COMPITO:
Ricopia alla lettera la parte che va dall'inizio delle righe fino alla riga che contiene "rough mask: <svg", estremi inclusi, senza riportare le immagini nella risposta.

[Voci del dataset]
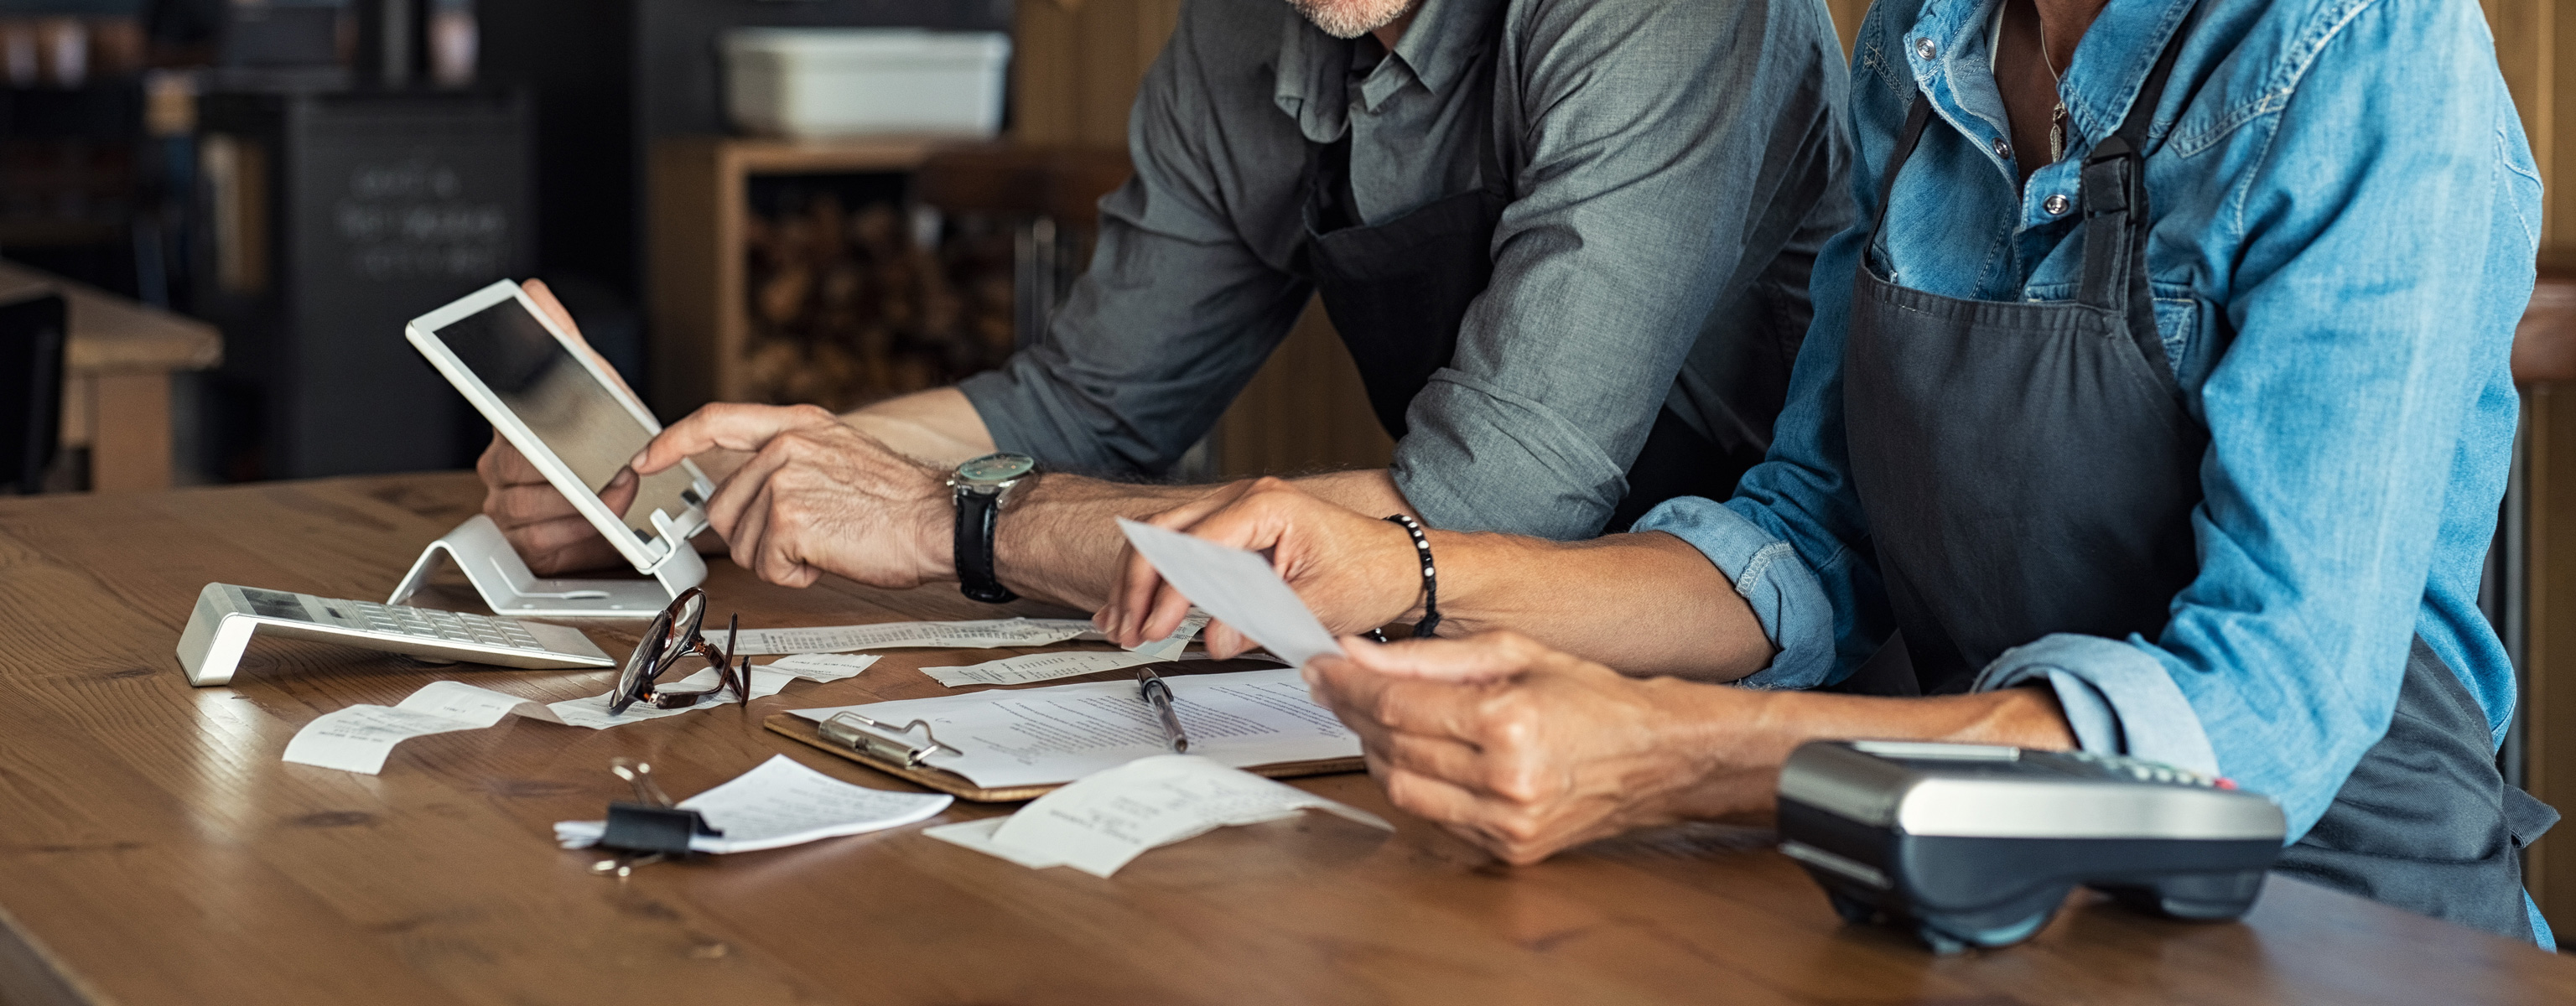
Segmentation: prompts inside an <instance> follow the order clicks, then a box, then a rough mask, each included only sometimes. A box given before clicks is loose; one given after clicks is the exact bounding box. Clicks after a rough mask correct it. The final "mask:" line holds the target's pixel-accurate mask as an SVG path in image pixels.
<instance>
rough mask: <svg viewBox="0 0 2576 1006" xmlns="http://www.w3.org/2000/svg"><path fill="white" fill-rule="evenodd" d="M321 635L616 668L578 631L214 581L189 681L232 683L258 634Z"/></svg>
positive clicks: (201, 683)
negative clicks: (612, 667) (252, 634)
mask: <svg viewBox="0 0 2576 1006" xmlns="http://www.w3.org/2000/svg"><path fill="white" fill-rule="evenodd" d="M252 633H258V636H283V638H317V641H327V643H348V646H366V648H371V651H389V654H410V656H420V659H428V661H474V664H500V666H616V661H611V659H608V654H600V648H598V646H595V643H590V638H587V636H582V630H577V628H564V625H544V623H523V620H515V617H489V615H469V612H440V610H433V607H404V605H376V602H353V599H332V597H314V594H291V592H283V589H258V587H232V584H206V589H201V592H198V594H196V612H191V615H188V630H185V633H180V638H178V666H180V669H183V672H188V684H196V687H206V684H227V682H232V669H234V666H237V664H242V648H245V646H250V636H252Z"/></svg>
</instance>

RISPOSTA AL COMPITO:
Segmentation: prompts inside an <instance> follow the order clicks, then a box, then a rough mask, each included only sometimes. A box given before clicks is loose; one given after clicks is the exact bounding box. Clicks after a rough mask correct it. The final "mask:" line holds the target's pixel-accurate mask as an SVG path in image pixels.
<instance>
rough mask: <svg viewBox="0 0 2576 1006" xmlns="http://www.w3.org/2000/svg"><path fill="white" fill-rule="evenodd" d="M321 635L616 668L578 631L214 581L189 681L232 683L258 634Z"/></svg>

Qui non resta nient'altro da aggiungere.